Selected passage:
Gramsci and Braudel rarely move in sync: One waits for the crisis of ideology; the other watches for reorganization in life’s scaffolding. But when both register signs of strain — when legitimacy breaks down and daily routines are quietly rearranged — the convergence is significant. It doesn’t guarantee that we are on the verge of a structural transformation, however. Braudel might note that though many patterns suggest structural change, much of the longue durée still appears intact. He would be quite intrigued, but not yet persuaded, that long-term structural change is taking place. Gramsci, by contrast, would see in the cultural fragmentation and institutional instability clear signs of a new hegemony being born.

Thus, our analysis using Braudel and Gramsci’s models is instructive, but inconclusive. Since change may arrive in many ways, it is worth drawing on historical precedent — particularly periods of rapid change in the longue durée — to help fill out the picture of structural transformation sketched so far.

LESSONS FROM HISTORY

Structural transformations do not merely introduce new tools or industries; they reverse social truths, reorder time, and redefine the state’s fundamental role. Among the many possible examples, two stand out as the clearest and best-documented cases of deep structural change within a single human lifetime: the aftermath of the Black Death in 14th-century England and most of Western Europe, and the Second Industrial Revolution of the late 19th and early 20th centuries. They illuminate a kind of transformation beyond mere disruption, reaching into the deepest rhythms of social, economic, and political life and fundamentally changing the structure of the typical person’s day-to-day experience.

The Black Death shattered a core assumption of medieval European society: that labor was immobile, hereditary, and perpetually tied to land — the major source of wealth. For centuries, serfdom had underwritten the social order. Armies, courts, churches, tax systems, and markets all relied on the idea that the vast majority of people would remain bound to their place and station. Serfs could not leave the land as a matter of law; peasants rarely did because few real opportunities existed.

When the plague wiped out 30% to 50% of England’s population, this foundation collapsed. The ruling class attempted to enforce the old world through laws like the Statute of Laborers of 1351, which sought to freeze wages in nearly all professions and imprison anyone who tried to switch jobs. But enforcement failed. Eventually, wages rose, migration surged, and feudalism crumbled in England — not by revolution, but by the extinction of the conditions that had once supported serfdom.

Extracted entries:

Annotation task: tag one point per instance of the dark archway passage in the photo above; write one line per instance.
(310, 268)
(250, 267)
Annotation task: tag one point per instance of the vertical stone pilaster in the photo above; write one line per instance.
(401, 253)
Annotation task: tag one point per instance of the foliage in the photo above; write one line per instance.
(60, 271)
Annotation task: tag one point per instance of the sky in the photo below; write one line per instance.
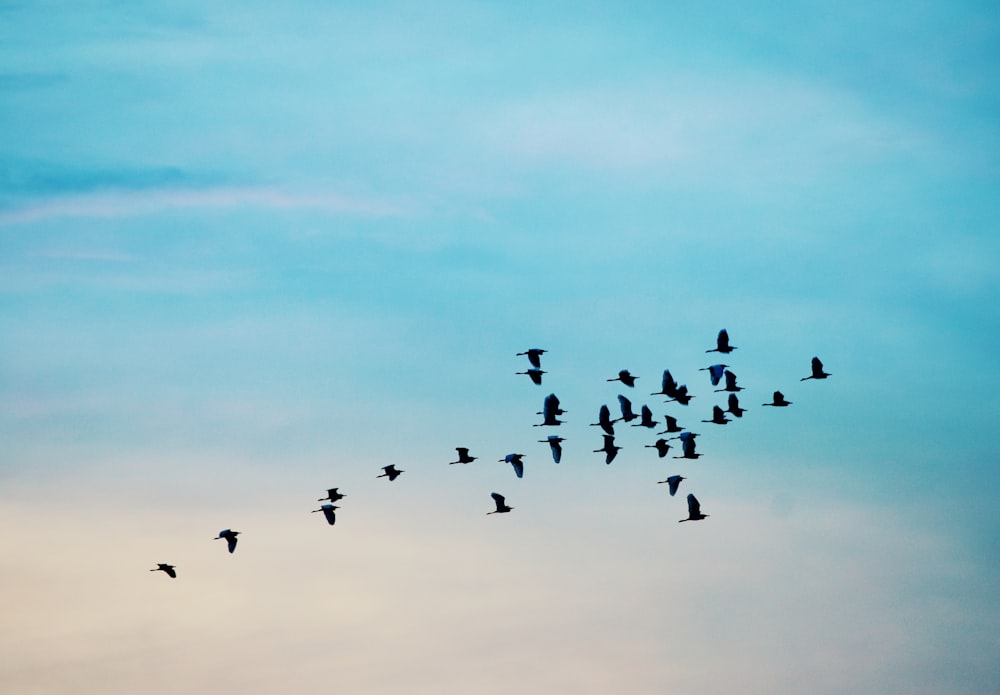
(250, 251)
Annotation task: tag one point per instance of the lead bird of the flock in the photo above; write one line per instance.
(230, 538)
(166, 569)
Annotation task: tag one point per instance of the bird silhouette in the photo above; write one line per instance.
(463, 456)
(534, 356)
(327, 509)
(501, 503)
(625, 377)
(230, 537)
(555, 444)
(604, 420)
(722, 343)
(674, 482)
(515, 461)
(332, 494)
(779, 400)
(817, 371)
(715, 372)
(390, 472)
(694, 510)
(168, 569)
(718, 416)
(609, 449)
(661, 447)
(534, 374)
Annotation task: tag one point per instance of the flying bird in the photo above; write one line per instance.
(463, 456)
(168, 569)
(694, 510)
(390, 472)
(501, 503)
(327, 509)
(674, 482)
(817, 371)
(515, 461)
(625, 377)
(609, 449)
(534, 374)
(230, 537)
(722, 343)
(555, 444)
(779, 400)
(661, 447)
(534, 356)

--

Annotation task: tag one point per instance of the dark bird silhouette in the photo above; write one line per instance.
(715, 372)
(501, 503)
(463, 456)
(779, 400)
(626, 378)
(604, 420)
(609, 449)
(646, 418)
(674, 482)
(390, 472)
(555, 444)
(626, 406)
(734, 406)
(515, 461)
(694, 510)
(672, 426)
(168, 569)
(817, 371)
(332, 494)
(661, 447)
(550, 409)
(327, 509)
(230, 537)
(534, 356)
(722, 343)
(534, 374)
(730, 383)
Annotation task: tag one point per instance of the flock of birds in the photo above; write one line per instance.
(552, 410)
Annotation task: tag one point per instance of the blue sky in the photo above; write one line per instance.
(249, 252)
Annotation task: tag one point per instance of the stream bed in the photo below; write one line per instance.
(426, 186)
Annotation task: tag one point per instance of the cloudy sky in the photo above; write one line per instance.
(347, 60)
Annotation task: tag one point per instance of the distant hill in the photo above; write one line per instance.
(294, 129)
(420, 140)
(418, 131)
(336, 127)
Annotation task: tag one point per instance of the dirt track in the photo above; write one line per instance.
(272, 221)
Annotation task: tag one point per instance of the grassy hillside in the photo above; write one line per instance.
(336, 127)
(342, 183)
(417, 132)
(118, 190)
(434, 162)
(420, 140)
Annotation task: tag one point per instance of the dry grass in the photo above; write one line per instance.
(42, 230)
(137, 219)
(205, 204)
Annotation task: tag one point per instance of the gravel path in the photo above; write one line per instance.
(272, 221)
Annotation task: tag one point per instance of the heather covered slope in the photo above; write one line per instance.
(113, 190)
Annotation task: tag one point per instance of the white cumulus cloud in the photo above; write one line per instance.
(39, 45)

Tasks for this exercise:
**A)** Reproduce everything in the passage on structural change from "Structural transformations do" down to "person’s day-to-day experience.", word for word.
**B)** According to the passage on structural change, which 1351 law tried to freeze wages and imprison people who switched jobs?

Written answers:
**A)**
Structural transformations do not merely introduce new tools or industries; they reverse social truths, reorder time, and redefine the state’s fundamental role. Among the many possible examples, two stand out as the clearest and best-documented cases of deep structural change within a single human lifetime: the aftermath of the Black Death in 14th-century England and most of Western Europe, and the Second Industrial Revolution of the late 19th and early 20th centuries. They illuminate a kind of transformation beyond mere disruption, reaching into the deepest rhythms of social, economic, and political life and fundamentally changing the structure of the typical person’s day-to-day experience.

**B)** The Statute of Laborers